• **КОРОТКОЕ ЗАДАНИЕ A**
Перенесите строки записей без пропусков: всё от строки, содержащей «point: fishing line», и до конца записей, обе границы включительно. При этом прибавьте 146 к каждой координате в ответах.

Журнальный зал

Русский
толстый журнал как эстетический феномен

Опубликовано в журнале: Арион 2006, 2

Любовный эпос, или Физиологическая лирика

...это одна из тех великих тайн жизни, которые остаются тайнами даже и в том случае, если их выкрикивают на всех площадях.

Лев Шестов “О корнях вещей”

Такое вот наблюдение: во множестве сборников поэтов-мужчин, которые я прочитала за последнее время, не обнаружилось любовной лирики. Не то чтобы совсем исчезла из мужских стихов эмоция восхищения женщиной, но — заняла скромное место, удостоилась строчки-другой, почти перестав быть средоточием стиха, его образной доминантой...

Куда девалась лирика любви, почему ее стало так мало и осталась она практически только у женщин? Чем дух нынешнего времени оказался ей противопоказан?

• **КОРОТКОЕ ЗАДАНИЕ B**
Воспроизведите дословно часть текста о любовной лирике: всё от слов «Журнальный зал» и до слов «его образной доминантой...».

Извлечённые записи
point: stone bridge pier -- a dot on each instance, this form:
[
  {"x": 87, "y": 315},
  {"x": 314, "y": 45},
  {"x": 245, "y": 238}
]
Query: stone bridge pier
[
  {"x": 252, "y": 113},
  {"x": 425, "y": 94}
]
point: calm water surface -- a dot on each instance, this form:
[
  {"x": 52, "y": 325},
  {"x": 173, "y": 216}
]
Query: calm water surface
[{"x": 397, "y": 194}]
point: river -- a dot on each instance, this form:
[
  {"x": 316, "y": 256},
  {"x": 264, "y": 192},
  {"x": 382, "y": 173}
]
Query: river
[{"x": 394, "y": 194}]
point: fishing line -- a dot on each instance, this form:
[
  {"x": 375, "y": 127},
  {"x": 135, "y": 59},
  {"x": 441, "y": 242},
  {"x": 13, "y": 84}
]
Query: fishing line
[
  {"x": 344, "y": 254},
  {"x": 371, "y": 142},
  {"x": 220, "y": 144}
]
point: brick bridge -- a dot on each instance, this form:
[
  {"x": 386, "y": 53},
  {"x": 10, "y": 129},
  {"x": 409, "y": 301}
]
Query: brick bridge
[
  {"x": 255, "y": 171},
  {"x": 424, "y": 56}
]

• **ПОЛНЫЙ ОТВЕТ A**
point: fishing line -- a dot on each instance, this form:
[
  {"x": 375, "y": 127},
  {"x": 135, "y": 59},
  {"x": 441, "y": 242},
  {"x": 13, "y": 84}
]
Query: fishing line
[
  {"x": 490, "y": 400},
  {"x": 517, "y": 288},
  {"x": 366, "y": 290}
]
point: brick bridge -- a dot on each instance, this form:
[
  {"x": 386, "y": 53},
  {"x": 10, "y": 129},
  {"x": 409, "y": 301}
]
Query: brick bridge
[
  {"x": 401, "y": 317},
  {"x": 570, "y": 202}
]

• **ПОЛНЫЙ ОТВЕТ B**
Журнальный зал

Русский
толстый журнал как эстетический феномен

Опубликовано в журнале: Арион 2006, 2

Любовный эпос, или Физиологическая лирика

...это одна из тех великих тайн жизни, которые остаются тайнами даже и в том случае, если их выкрикивают на всех площадях.

Лев Шестов “О корнях вещей”

Такое вот наблюдение: во множестве сборников поэтов-мужчин, которые я прочитала за последнее время, не обнаружилось любовной лирики. Не то чтобы совсем исчезла из мужских стихов эмоция восхищения женщиной, но — заняла скромное место, удостоилась строчки-другой, почти перестав быть средоточием стиха, его образной доминантой...